[PROBLEM TO WORK ON] Below are records; count the lines that contain "Input" and give only the total.

[GIVEN RECORDS]
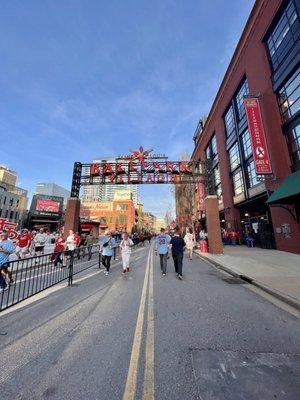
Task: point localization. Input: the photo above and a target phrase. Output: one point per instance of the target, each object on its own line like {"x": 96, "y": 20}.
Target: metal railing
{"x": 32, "y": 275}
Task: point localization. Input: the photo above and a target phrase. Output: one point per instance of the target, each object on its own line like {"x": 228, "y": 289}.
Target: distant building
{"x": 106, "y": 192}
{"x": 46, "y": 212}
{"x": 159, "y": 223}
{"x": 52, "y": 189}
{"x": 149, "y": 221}
{"x": 114, "y": 215}
{"x": 139, "y": 212}
{"x": 13, "y": 200}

[FINISHED TASK] 2